■ **TO DO**
Present every one of the records below as a Markdown table with the columns "Number" and "Line," numbering each row and omitting blank lines.

BEGIN STORED ROWS

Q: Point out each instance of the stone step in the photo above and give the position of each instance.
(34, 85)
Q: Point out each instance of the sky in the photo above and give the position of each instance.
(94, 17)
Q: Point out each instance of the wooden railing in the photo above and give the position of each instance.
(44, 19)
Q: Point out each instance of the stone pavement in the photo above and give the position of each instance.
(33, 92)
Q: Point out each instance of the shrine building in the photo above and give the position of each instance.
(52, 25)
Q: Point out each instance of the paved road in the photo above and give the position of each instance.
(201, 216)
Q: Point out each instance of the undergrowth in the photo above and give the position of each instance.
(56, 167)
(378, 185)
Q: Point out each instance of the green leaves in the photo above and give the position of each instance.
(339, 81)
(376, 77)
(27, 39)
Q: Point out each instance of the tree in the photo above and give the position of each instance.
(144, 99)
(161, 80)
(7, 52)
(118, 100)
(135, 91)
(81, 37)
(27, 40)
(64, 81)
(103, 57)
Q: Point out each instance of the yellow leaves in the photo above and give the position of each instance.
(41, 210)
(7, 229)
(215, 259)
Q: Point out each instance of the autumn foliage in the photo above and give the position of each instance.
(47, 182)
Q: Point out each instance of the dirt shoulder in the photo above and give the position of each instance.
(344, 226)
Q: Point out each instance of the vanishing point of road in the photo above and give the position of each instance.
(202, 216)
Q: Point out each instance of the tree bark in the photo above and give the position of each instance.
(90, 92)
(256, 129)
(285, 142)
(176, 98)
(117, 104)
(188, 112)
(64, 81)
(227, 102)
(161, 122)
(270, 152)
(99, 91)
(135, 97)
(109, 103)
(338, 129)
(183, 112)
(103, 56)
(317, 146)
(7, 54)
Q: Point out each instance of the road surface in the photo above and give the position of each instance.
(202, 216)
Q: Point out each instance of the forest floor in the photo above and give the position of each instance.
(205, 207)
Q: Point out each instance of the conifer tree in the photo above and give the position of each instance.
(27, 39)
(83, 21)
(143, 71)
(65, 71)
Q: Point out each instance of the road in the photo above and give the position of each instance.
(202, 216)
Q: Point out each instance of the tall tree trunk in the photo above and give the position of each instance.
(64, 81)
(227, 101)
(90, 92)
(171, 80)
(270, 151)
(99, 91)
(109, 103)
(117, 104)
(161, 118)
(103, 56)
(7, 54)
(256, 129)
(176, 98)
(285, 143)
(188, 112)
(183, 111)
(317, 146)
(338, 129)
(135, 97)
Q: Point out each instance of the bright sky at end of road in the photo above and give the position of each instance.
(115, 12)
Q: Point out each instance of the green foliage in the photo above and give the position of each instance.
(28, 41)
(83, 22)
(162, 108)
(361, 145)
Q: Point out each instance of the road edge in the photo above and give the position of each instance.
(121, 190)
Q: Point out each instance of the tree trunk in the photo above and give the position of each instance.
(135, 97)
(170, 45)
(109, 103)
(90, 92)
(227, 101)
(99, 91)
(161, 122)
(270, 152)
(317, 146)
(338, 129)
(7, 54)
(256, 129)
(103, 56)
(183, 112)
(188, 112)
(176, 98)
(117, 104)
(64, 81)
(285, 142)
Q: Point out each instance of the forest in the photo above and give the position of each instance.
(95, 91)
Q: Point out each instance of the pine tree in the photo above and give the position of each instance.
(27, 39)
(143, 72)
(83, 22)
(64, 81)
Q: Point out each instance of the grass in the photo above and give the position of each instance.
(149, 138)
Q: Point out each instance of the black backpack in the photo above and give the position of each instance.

END STORED ROWS

■ **EXPECTED OUTPUT**
| Number | Line |
|---|---|
| 1 | Q: Point out each instance of the stone step in the photo above and give the position of each instance. |
| 2 | (34, 85) |
| 3 | Q: Point out each instance of the sky in the photo above and give the position of each instance. |
| 4 | (94, 17) |
| 5 | Q: Point out each instance of the wooden railing in the photo above and give the position of each instance. |
| 6 | (44, 19) |
| 7 | Q: Point out each instance of the stone pavement in the photo above and give the position of each instance. |
| 8 | (33, 92) |
| 9 | Q: Point out each instance of the shrine building in the photo above and give the position of each instance. |
| 10 | (52, 25) |
| 11 | Q: Point out each instance of the paved road in the photo above and give the position of each instance. |
| 12 | (201, 216) |
| 13 | Q: Point out each instance of the undergrowth in the photo above and give the position of each instance. |
| 14 | (56, 167) |
| 15 | (378, 185) |
| 16 | Q: Point out each instance of the green leaves in the photo above and give the position of each instance. |
| 17 | (339, 81) |
| 18 | (376, 77) |
| 19 | (27, 39) |
| 20 | Q: Point out each instance of the tree in the photo above and give the position of each instance. |
| 21 | (144, 99) |
| 22 | (161, 80) |
| 23 | (7, 52) |
| 24 | (118, 100) |
| 25 | (135, 91) |
| 26 | (81, 37) |
| 27 | (27, 40) |
| 28 | (64, 81) |
| 29 | (103, 57) |
| 30 | Q: Point out each instance of the yellow leaves in the photo above and give the position of each instance. |
| 31 | (41, 210) |
| 32 | (7, 229) |
| 33 | (215, 259) |
| 34 | Q: Point out each instance of the autumn foliage in the photo above and give the position of each instance. |
| 35 | (47, 182) |
| 36 | Q: Point out each instance of the dirt shoulder in the photo above and give the position of each instance. |
| 37 | (344, 226) |
| 38 | Q: Point out each instance of the vanishing point of road in the photo above and give the position of each instance. |
| 39 | (202, 216) |
| 40 | Q: Point out each instance of the tree bark in the photo above and give the position of each instance. |
| 41 | (90, 92) |
| 42 | (256, 129) |
| 43 | (285, 142) |
| 44 | (176, 98) |
| 45 | (117, 104) |
| 46 | (188, 112) |
| 47 | (64, 81) |
| 48 | (227, 102) |
| 49 | (161, 122) |
| 50 | (270, 152) |
| 51 | (99, 91) |
| 52 | (135, 97) |
| 53 | (109, 103) |
| 54 | (338, 129) |
| 55 | (183, 112) |
| 56 | (103, 56) |
| 57 | (317, 146) |
| 58 | (7, 54) |
| 59 | Q: Point out each instance of the road surface in the photo above and give the position of each instance. |
| 60 | (202, 216) |
| 61 | Q: Point out each instance of the forest floor in the photo above and give the position of each instance. |
| 62 | (205, 207) |
| 63 | Q: Point out each instance of the conifer tree in the photo above and give the position of each instance. |
| 64 | (27, 39) |
| 65 | (83, 21) |
| 66 | (143, 71) |
| 67 | (65, 71) |
| 68 | Q: Point out each instance of the road in the photo above and give the position of each instance. |
| 69 | (202, 216) |
| 70 | Q: Point out each instance of the tall tree trunk in the photo above and give the position of each instance. |
| 71 | (64, 81) |
| 72 | (227, 101) |
| 73 | (90, 92) |
| 74 | (171, 80) |
| 75 | (270, 151) |
| 76 | (99, 91) |
| 77 | (109, 103) |
| 78 | (117, 104) |
| 79 | (161, 118) |
| 80 | (103, 56) |
| 81 | (7, 54) |
| 82 | (256, 129) |
| 83 | (176, 98) |
| 84 | (285, 143) |
| 85 | (188, 112) |
| 86 | (183, 111) |
| 87 | (317, 146) |
| 88 | (338, 129) |
| 89 | (135, 97) |
| 90 | Q: Point out each instance of the bright sky at end of road in the photo above and give the position of each instance. |
| 91 | (115, 12) |
| 92 | Q: Point out each instance of the green foliage in the photo above and give the position of each instance. |
| 93 | (28, 41) |
| 94 | (83, 22) |
| 95 | (162, 108) |
| 96 | (361, 145) |
| 97 | Q: Point out each instance of the road edge in the photo above and give the position of each instance. |
| 98 | (121, 190) |
| 99 | Q: Point out each instance of the tree trunk in the photo above and give the position of each instance. |
| 100 | (135, 97) |
| 101 | (170, 45) |
| 102 | (109, 103) |
| 103 | (90, 92) |
| 104 | (227, 101) |
| 105 | (99, 91) |
| 106 | (161, 122) |
| 107 | (270, 152) |
| 108 | (317, 146) |
| 109 | (338, 129) |
| 110 | (7, 54) |
| 111 | (256, 129) |
| 112 | (103, 56) |
| 113 | (183, 112) |
| 114 | (188, 112) |
| 115 | (176, 98) |
| 116 | (117, 104) |
| 117 | (64, 81) |
| 118 | (285, 142) |
| 119 | Q: Point out each instance of the forest in the photo above and give the position of each instance. |
| 120 | (95, 91) |
| 121 | Q: Point out each instance of the pine tree in the photo above and give the position of each instance. |
| 122 | (27, 39) |
| 123 | (143, 72) |
| 124 | (83, 22) |
| 125 | (64, 81) |
| 126 | Q: Point out each instance of the grass in the photo above and give the position of each instance. |
| 127 | (149, 138) |
| 128 | Q: Point out each instance of the black backpack in the photo above and give the position of each instance. |